[Saved data entries]
········
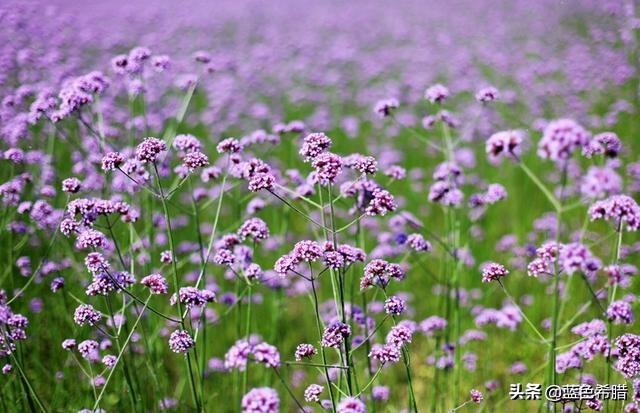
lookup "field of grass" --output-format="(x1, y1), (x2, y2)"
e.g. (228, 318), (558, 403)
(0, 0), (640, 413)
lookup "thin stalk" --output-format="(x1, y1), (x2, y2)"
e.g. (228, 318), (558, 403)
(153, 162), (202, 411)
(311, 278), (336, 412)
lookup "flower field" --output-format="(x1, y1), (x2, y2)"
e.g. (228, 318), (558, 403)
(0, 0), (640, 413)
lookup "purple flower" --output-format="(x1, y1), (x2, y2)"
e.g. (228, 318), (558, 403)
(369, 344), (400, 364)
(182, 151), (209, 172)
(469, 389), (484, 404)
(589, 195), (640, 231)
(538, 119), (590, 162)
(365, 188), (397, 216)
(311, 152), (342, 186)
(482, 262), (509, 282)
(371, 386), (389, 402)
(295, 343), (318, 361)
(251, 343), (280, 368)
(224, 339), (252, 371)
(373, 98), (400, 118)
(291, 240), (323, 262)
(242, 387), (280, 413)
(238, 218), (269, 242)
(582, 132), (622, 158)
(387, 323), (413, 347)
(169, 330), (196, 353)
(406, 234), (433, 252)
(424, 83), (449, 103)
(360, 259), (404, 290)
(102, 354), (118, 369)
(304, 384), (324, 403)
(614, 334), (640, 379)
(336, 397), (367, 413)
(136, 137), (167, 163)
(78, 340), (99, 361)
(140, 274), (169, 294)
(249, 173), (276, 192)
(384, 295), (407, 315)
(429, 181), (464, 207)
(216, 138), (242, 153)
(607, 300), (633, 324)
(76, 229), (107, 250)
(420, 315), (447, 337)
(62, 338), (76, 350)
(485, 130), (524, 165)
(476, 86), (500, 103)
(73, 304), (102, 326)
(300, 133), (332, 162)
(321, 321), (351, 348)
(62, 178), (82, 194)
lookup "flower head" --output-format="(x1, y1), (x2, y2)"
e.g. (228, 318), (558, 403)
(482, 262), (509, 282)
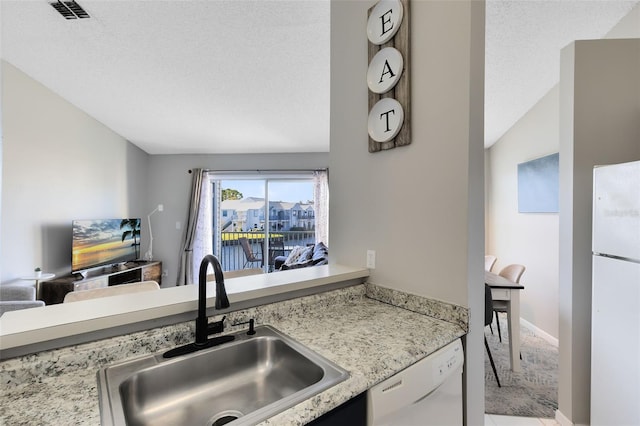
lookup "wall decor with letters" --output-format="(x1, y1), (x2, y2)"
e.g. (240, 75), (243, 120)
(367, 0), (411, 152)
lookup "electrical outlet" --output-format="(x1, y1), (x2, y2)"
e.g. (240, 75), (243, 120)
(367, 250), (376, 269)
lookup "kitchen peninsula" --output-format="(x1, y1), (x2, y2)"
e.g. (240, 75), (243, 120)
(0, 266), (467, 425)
········
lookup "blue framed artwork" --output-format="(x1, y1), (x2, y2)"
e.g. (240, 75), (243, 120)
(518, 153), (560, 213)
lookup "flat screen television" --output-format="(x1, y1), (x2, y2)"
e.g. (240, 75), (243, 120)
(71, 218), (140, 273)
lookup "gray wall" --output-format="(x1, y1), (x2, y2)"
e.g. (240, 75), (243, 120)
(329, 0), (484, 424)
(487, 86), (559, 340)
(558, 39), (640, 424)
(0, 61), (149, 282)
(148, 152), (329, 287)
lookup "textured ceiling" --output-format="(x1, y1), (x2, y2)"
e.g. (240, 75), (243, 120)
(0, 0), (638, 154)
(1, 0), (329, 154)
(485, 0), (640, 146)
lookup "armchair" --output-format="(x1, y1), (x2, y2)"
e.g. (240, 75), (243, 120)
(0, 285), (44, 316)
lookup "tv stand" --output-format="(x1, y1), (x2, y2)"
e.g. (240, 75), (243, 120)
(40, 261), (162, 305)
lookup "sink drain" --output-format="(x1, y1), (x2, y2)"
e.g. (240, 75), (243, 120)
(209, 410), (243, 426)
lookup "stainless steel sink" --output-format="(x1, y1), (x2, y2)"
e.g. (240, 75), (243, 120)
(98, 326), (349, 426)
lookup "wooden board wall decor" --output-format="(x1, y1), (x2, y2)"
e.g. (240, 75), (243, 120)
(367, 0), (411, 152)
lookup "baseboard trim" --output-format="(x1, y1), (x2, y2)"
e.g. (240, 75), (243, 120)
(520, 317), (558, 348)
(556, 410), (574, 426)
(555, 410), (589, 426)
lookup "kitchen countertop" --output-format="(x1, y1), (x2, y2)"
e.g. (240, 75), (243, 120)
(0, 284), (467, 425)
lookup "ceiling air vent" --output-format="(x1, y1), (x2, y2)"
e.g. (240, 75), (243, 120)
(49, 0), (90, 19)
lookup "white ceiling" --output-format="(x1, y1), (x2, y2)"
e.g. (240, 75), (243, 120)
········
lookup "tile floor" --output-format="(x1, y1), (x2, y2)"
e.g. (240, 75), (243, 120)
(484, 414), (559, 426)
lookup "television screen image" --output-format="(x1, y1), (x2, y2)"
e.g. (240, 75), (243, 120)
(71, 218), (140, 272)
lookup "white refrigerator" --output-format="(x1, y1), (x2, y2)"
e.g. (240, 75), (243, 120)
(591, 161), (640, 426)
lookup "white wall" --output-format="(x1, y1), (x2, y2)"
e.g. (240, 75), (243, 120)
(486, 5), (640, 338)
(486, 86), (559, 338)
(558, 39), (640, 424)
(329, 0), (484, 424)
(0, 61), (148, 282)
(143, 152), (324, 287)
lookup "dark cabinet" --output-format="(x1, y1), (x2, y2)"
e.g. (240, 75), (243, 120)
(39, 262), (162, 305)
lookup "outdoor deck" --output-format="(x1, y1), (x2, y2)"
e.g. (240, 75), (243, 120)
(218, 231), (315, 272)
········
- Aim: Report each line of the items above that contains the string "wall". Case counts.

- Response to this exercise:
lookup "wall decor with letters" --output-format="(x1, y1), (x2, y2)"
lookup "gray wall" --output-format="(x1, y1), (x2, y2)"
lookup "wooden board wall decor" --output-format="(x1, y1), (x2, y2)"
lookup "white wall" --output-format="(x1, y1), (x2, y2)"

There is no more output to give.